Task requirements
Reproduce the material below line for line, changing nothing.

Data for this exercise
==================================================
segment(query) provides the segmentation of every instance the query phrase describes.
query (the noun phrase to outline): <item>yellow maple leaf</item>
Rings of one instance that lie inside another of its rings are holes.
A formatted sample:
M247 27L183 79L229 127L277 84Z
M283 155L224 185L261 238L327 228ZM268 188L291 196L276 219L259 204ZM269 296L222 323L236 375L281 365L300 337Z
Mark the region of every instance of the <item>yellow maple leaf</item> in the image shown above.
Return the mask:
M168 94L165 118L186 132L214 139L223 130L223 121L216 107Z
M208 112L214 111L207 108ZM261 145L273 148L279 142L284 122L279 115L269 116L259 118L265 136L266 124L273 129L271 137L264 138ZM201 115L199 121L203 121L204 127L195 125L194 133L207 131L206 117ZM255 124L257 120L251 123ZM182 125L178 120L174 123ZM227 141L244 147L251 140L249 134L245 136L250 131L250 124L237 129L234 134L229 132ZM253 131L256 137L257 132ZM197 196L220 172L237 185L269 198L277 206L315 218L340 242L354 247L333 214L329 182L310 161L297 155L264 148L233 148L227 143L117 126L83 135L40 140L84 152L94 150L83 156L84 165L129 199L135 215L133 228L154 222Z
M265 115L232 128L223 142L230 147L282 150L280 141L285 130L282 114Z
==================================================
Result of this exercise
segment(query) provides the segmentation of every instance the query phrase describes.
query (the noun phrase to outline): <item>yellow maple leaf</item>
Rings of one instance that lie inside another of its rings are holes.
A formatted sample:
M247 27L183 79L229 127L277 84Z
M283 155L224 185L261 238L327 228ZM268 188L291 196L276 219L259 204ZM269 296L222 323L236 375L281 365L300 337Z
Mark the region of every instance of the <item>yellow maple leaf</item> in the image shown above.
Return the mask:
M168 94L165 118L186 132L214 139L223 130L223 121L216 107Z
M208 112L214 111L207 108ZM261 145L273 148L279 142L284 122L279 115L269 116L259 118L265 136L266 124L273 129L271 137L264 138ZM201 115L199 121L203 121L204 127L195 125L194 133L207 131L206 117ZM255 124L257 120L251 123ZM182 125L178 120L174 123ZM227 141L244 147L251 140L249 134L245 136L250 131L250 124L237 129L234 134L229 132ZM253 131L256 137L257 132ZM197 196L220 172L237 185L269 198L277 206L315 218L340 242L354 247L333 214L329 182L310 161L297 155L264 148L233 148L227 143L117 126L83 135L40 140L84 152L94 150L83 156L84 165L129 199L135 215L133 228L154 222Z
M265 115L232 128L223 142L230 147L282 150L280 141L285 130L282 114Z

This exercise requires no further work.